Directions ->
The line containing "of the dirt" marks the start; extract exactly from it through the last line of the entries, and omit any pictures.

____

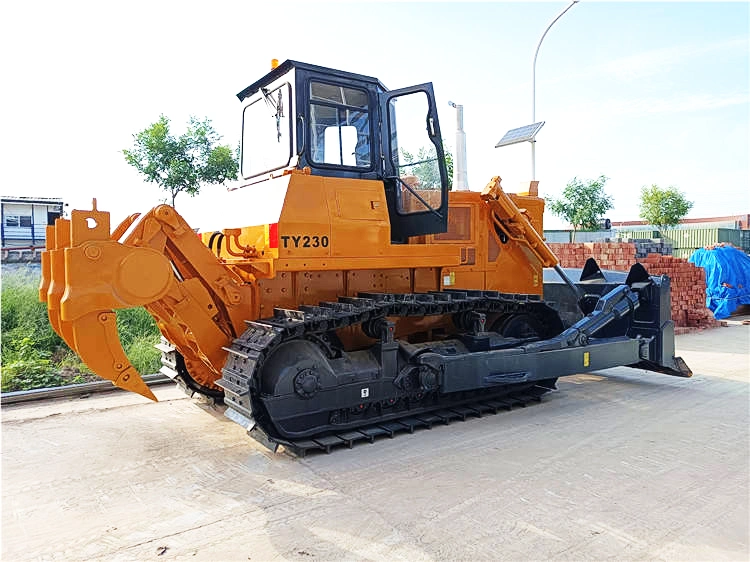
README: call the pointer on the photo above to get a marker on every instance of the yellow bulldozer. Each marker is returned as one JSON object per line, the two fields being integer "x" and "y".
{"x": 368, "y": 298}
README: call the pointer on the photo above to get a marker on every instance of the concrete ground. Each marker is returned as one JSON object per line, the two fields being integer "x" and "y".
{"x": 627, "y": 466}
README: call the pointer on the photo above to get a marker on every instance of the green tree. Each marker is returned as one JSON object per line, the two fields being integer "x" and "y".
{"x": 663, "y": 207}
{"x": 183, "y": 163}
{"x": 583, "y": 203}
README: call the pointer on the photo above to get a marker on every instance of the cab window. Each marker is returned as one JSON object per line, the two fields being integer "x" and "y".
{"x": 339, "y": 126}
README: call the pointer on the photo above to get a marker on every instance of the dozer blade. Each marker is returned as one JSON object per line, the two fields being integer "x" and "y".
{"x": 98, "y": 344}
{"x": 85, "y": 275}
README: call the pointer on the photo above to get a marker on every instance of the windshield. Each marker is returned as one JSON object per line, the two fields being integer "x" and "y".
{"x": 266, "y": 133}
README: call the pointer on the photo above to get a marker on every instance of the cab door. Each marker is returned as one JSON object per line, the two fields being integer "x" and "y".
{"x": 414, "y": 171}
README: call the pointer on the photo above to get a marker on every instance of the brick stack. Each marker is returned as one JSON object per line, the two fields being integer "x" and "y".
{"x": 688, "y": 282}
{"x": 689, "y": 310}
{"x": 609, "y": 255}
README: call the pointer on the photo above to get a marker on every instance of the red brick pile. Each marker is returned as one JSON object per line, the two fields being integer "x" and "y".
{"x": 688, "y": 282}
{"x": 688, "y": 291}
{"x": 609, "y": 255}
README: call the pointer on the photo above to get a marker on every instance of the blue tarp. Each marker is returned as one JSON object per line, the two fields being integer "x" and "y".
{"x": 727, "y": 278}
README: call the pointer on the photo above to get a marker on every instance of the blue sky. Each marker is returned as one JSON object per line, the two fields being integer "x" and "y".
{"x": 640, "y": 92}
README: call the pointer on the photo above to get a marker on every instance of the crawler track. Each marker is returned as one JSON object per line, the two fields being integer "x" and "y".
{"x": 241, "y": 378}
{"x": 369, "y": 433}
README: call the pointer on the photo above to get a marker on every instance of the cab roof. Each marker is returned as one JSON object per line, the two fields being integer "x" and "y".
{"x": 288, "y": 65}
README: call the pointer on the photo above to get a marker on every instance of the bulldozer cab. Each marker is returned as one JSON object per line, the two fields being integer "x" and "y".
{"x": 345, "y": 125}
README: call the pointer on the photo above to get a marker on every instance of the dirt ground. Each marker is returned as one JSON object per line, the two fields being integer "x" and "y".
{"x": 622, "y": 465}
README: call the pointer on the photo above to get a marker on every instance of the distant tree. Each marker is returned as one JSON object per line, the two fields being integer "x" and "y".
{"x": 426, "y": 168}
{"x": 184, "y": 163}
{"x": 583, "y": 203}
{"x": 663, "y": 207}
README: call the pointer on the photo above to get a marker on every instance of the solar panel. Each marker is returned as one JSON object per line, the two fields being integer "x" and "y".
{"x": 521, "y": 134}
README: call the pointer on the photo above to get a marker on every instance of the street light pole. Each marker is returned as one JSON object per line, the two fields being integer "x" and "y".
{"x": 533, "y": 86}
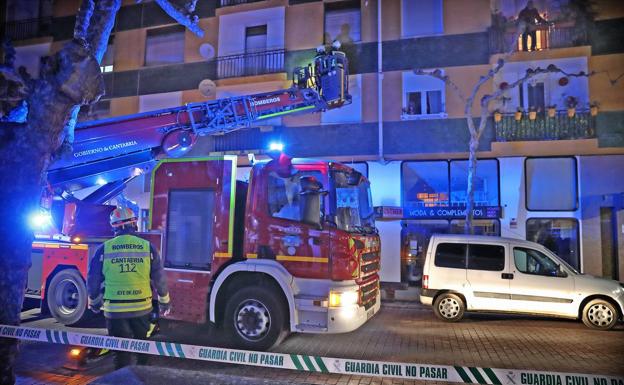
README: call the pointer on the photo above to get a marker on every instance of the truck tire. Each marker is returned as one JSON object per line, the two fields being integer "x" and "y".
{"x": 67, "y": 297}
{"x": 255, "y": 318}
{"x": 600, "y": 314}
{"x": 449, "y": 307}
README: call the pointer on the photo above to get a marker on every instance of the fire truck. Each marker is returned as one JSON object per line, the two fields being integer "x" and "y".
{"x": 294, "y": 249}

____

The response ->
README: call the pointer on the photo above to get a marker on every instance of the dirt ground. Each marker is returned as one JSON object per line, the two fields being integer "x" and "y".
{"x": 622, "y": 465}
README: call the pointer on the photo above to get a marker on every instance of the distant tree. Each marker is returned as one JSON object per line, the two fields being integer "x" and "y".
{"x": 426, "y": 168}
{"x": 184, "y": 163}
{"x": 583, "y": 203}
{"x": 663, "y": 207}
README: call the pointer on the photo above to get a marker on every instance of the solar panel. Each marker is returned as one JSON object per line, the two fields being integer "x" and "y".
{"x": 521, "y": 134}
README: call the pointer on the photo above to get a marker on every instance of the street light pole. Each marker is returned as one JSON object per line, the two fields being integer "x" and "y".
{"x": 533, "y": 86}
README: call the pointer on the photo above to get a marker on every instance of the truck tire. Each marker is returned as one JSON object per line, the two fields being integer "x" and "y".
{"x": 67, "y": 297}
{"x": 255, "y": 318}
{"x": 600, "y": 314}
{"x": 449, "y": 307}
README: call the pointer on the photo above to get a marker on every instance of the fire truck. Each marker is returned as one JSON object per line, the two fields being integer "x" and "y".
{"x": 294, "y": 249}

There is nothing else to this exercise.